━━ Page

Skip to content

Examples

Iris Data Example

We'll be using the well-known Iris dataset to show LoOP's capabilities. You'll need:

  • matplotlib 2.0.0 or greater
  • PyDataset 0.2.0 or greater
  • scikit-learn 0.18.1 or greater

First, let's import the packages and libraries we will need.

from PyNomaly import loop
import pandas as pd
from pydataset import data
import numpy as np
from sklearn.cluster import DBSCAN
import matplotlib.pyplot as plt
from mpl_toolkits.mplot3d import Axes3D

Create two sets of Iris data for scoring; one with clustering and the other without.

iris = pd.DataFrame(data('iris').drop(columns=['Species']))

Cluster the data using DBSCAN and generate two sets of scores. In both cases, we will use the default values for both extent (3) and n_neighbors (10).

db = DBSCAN(eps=0.9, min_samples=10).fit(iris)
m = loop.LocalOutlierProbability(iris).fit()
scores_noclust = m.local_outlier_probabilities
m_clust = loop.LocalOutlierProbability(iris, cluster_labels=list(db.labels_)).fit()

━━━━

■ What to work on:
• A. List each package the Iris example page says you will need, with the minimum version given for each.
• B. Carry on writing the Iris example page from the point where it stops.

━━ Supplied information

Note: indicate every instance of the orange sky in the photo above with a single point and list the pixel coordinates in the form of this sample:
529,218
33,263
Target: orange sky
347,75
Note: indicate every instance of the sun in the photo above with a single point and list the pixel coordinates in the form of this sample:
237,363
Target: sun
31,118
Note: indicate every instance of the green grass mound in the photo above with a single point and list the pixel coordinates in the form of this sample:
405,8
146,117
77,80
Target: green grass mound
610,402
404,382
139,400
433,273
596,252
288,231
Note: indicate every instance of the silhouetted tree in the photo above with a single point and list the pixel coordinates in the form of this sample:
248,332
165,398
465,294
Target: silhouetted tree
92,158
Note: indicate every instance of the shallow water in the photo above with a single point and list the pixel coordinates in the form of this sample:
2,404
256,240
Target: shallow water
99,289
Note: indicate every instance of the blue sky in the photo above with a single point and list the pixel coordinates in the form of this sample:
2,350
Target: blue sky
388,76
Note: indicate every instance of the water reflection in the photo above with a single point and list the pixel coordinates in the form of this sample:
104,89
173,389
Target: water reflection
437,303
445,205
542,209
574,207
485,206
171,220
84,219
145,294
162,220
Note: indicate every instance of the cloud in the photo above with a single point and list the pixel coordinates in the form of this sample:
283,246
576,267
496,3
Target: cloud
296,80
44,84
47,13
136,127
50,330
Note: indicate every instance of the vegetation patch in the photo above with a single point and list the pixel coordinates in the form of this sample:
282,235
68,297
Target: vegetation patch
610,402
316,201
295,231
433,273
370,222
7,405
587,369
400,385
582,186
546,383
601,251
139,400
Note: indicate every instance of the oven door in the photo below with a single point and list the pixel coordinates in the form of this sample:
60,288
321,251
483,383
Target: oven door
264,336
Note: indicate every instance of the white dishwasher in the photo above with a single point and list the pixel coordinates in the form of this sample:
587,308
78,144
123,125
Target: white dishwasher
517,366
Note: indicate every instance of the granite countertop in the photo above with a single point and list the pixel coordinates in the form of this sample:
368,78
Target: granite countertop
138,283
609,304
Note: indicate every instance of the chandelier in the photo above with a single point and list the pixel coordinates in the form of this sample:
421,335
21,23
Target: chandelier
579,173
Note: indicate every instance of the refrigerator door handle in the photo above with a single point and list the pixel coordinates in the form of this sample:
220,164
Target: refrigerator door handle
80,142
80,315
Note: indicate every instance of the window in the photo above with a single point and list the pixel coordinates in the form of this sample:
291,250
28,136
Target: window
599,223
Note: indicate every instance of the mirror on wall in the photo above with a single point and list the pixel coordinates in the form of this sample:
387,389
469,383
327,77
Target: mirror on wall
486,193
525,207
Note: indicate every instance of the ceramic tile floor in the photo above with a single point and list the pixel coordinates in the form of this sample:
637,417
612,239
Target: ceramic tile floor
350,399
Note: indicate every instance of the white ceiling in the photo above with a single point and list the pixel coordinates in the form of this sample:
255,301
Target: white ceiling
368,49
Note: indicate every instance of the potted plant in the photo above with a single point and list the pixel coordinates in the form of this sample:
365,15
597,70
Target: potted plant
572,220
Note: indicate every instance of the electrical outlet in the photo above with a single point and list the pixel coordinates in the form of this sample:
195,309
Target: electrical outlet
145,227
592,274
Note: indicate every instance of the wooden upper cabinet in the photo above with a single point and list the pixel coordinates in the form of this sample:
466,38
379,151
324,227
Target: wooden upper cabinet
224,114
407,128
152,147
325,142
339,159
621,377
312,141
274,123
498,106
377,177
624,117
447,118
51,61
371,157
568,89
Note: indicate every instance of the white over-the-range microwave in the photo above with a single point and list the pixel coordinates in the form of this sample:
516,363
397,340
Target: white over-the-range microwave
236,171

━━━━

■ Per-task outputs:
• A.
matplotlib 2.0.0 or greater
PyDataset 0.2.0 or greater
scikit-learn 0.18.1 or greater

• B.
scores_clust = m_clust.local_outlier_probabilities

Organize the data into two separate Pandas DataFrames.

iris_clust = pd.DataFrame(iris.copy())
iris_clust['scores'] = scores_clust
iris_clust['labels'] = db.labels_
iris['scores'] = scores_noclust

Visualize the scores provided by LoOP in both cases (with and without clustering).

fig = plt.figure(figsize=(7, 7))
ax = fig.add_subplot(111, projection='3d')
ax.scatter(iris['Sepal.Width'], iris['Petal.Width'], iris['Sepal.Length'],
c=iris['scores'], cmap='seismic', s=50)
ax.set_xlabel('Sepal.Width')
ax.set_ylabel('Petal.Width')
ax.set_zlabel('Sepal.Length')
plt.show()

LoOP Scores without Clustering

LoOP Scores without Clustering

LoOP Scores with Clustering

LoOP Scores with Clustering

DBSCAN Cluster Assignments

DBSCAN Cluster Assignments

Note the differences between using LocalOutlierProbability with and without clustering. In the example without clustering, samples are scored according to the distribution of the entire data set. In the example with clustering, each sample is scored according to the distribution of each cluster. Which approach is suitable depends on the use case.

Note

Data was not normalized in this example, but it's probably a good idea to do so in practice.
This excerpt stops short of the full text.